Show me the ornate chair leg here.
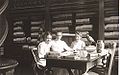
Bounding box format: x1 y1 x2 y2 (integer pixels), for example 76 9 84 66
32 62 38 75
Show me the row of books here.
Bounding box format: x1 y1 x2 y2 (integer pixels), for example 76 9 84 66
52 27 69 32
105 24 119 31
52 18 90 26
13 21 26 44
13 26 23 31
22 45 36 50
31 32 40 38
53 14 72 19
76 18 90 25
30 21 43 45
31 21 43 25
104 16 119 23
13 21 23 26
13 32 25 37
31 27 43 32
13 37 26 43
30 39 39 44
13 37 40 44
53 12 96 19
104 32 119 38
76 25 92 31
52 20 72 26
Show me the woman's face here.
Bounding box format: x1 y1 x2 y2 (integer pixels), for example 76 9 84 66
56 32 62 40
45 35 52 43
75 34 81 41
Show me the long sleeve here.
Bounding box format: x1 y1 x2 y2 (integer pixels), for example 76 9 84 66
37 42 51 67
81 41 86 49
38 43 45 58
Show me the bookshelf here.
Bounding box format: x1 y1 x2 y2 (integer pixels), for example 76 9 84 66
28 16 44 49
13 20 26 44
104 0 119 66
104 0 119 47
4 0 119 67
49 0 99 45
52 14 72 33
7 0 119 48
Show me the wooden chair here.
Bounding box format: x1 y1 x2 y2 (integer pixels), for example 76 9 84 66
87 42 117 75
31 47 40 75
31 48 53 75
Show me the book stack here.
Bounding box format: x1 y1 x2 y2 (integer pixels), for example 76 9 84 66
13 21 26 43
104 16 119 44
104 0 119 62
75 18 92 32
104 32 119 38
76 24 93 31
52 14 72 33
46 51 60 59
30 20 43 45
105 24 119 31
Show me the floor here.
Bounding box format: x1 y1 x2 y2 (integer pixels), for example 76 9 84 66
14 65 34 75
14 61 118 75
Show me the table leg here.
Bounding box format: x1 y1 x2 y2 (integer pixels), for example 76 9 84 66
78 69 82 75
81 61 96 75
67 69 74 75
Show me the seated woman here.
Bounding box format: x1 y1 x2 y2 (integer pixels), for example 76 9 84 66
71 31 86 51
51 31 72 53
70 31 88 75
37 31 53 75
51 31 73 75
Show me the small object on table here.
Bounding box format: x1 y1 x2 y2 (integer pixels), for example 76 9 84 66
61 55 80 60
46 51 60 56
46 55 60 59
85 45 96 53
46 51 61 59
96 40 104 53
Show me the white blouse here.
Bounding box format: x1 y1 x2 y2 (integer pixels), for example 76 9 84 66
38 41 52 66
71 40 86 50
51 40 72 53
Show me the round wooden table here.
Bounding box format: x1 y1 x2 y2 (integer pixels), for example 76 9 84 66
0 58 18 75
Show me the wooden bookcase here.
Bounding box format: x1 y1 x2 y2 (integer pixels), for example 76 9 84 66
104 0 119 48
4 0 118 67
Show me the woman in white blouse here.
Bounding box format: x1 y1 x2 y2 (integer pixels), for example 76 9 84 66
71 31 87 75
51 31 72 53
37 32 53 75
71 31 86 51
51 31 72 75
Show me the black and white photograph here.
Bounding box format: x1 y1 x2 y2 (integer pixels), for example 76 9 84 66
0 0 119 75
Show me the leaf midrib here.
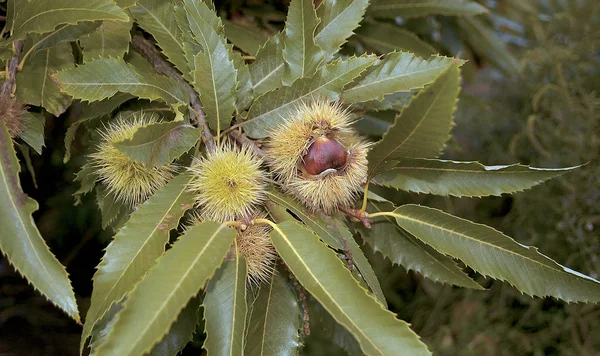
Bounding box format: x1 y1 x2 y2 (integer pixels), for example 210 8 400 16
127 223 228 354
369 202 474 284
86 180 189 341
393 208 574 278
345 62 446 93
387 164 570 174
0 134 55 297
369 71 451 177
59 80 184 104
259 269 276 356
18 8 126 32
273 224 385 355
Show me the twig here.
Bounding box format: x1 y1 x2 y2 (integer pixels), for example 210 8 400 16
130 35 216 153
339 205 371 228
228 129 265 159
0 40 24 98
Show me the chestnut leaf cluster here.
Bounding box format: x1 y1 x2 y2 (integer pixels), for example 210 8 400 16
0 1 598 356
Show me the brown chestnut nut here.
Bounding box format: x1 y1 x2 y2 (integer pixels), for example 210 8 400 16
301 136 348 176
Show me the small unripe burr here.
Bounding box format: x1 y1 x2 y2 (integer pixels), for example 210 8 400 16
89 113 175 206
267 100 369 213
187 143 266 223
0 97 26 137
187 210 276 285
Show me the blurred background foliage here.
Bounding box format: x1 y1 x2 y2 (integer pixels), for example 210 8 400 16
0 0 598 355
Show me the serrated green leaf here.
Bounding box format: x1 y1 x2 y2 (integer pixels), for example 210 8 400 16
232 51 254 113
16 39 73 116
52 58 189 106
342 52 459 104
282 0 324 85
245 269 302 356
63 93 133 163
113 121 200 167
351 110 395 137
368 0 487 19
131 0 191 82
390 204 600 303
243 54 377 138
203 253 247 356
458 16 520 75
95 184 134 229
115 0 138 8
271 221 430 356
249 33 285 97
17 112 45 154
148 296 202 356
265 187 386 305
95 222 236 356
80 19 132 63
89 296 202 356
81 174 195 353
11 0 128 41
315 0 369 58
374 158 579 197
355 91 413 111
223 20 267 56
0 123 79 322
367 63 460 178
184 0 238 134
25 21 102 55
331 218 387 306
354 23 436 57
265 186 342 249
358 200 483 289
73 161 97 204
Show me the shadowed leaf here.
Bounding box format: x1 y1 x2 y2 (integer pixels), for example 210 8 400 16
16 39 73 116
203 252 247 356
354 23 436 57
245 269 302 356
0 124 79 322
224 20 267 56
18 112 45 154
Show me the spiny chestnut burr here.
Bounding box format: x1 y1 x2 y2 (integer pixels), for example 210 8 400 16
187 143 266 223
301 136 349 177
267 100 369 214
89 113 175 206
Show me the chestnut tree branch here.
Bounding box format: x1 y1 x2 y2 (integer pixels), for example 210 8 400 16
228 129 265 159
0 40 24 98
130 35 216 153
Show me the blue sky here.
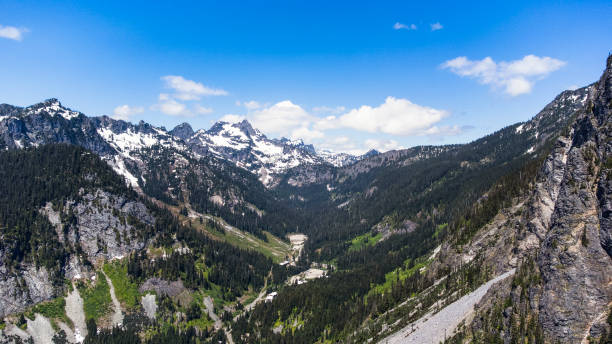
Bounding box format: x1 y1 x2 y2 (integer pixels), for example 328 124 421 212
1 0 610 153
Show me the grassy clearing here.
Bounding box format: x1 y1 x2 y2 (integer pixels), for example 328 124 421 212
103 260 140 310
434 223 448 239
348 232 383 252
78 272 112 321
366 256 431 299
26 297 71 327
181 213 292 264
274 308 305 335
186 292 214 330
187 315 214 331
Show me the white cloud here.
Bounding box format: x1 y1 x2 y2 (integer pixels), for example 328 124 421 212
318 136 362 155
423 125 464 136
291 127 324 141
394 22 417 30
151 99 214 117
364 139 404 152
219 114 246 123
237 100 262 110
249 100 314 135
312 105 346 114
316 136 404 155
112 105 144 121
161 75 228 100
151 99 189 116
430 22 443 31
313 115 339 131
229 97 450 153
504 77 532 96
194 104 213 115
0 25 27 41
335 96 448 135
441 55 566 96
239 97 448 145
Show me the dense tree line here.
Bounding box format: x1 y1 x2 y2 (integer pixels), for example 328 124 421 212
0 144 136 285
135 203 278 297
0 143 279 304
73 316 227 344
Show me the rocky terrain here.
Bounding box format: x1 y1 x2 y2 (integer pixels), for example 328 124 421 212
376 55 612 344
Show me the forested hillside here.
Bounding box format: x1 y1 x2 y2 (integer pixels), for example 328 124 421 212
0 57 610 344
0 144 287 343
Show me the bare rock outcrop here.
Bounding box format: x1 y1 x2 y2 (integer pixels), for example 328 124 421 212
537 55 612 343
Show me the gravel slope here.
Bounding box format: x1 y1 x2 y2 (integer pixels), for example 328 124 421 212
65 284 87 343
379 269 516 344
102 271 124 327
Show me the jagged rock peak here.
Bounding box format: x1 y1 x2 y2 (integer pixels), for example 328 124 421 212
206 120 230 134
42 98 61 106
362 149 380 158
169 122 194 140
279 137 316 154
23 98 81 120
234 119 257 137
0 103 22 116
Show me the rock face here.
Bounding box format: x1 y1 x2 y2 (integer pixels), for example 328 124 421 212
139 278 187 297
69 190 154 263
169 122 194 141
0 189 154 318
141 294 158 320
399 57 612 344
537 55 612 343
0 265 54 319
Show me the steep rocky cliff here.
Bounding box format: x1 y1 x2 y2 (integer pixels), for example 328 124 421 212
536 54 612 343
416 55 612 344
0 146 156 319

What this task involves → Your answer must be a single number: how many lines of the records contain the word "woman".

Answer below → 3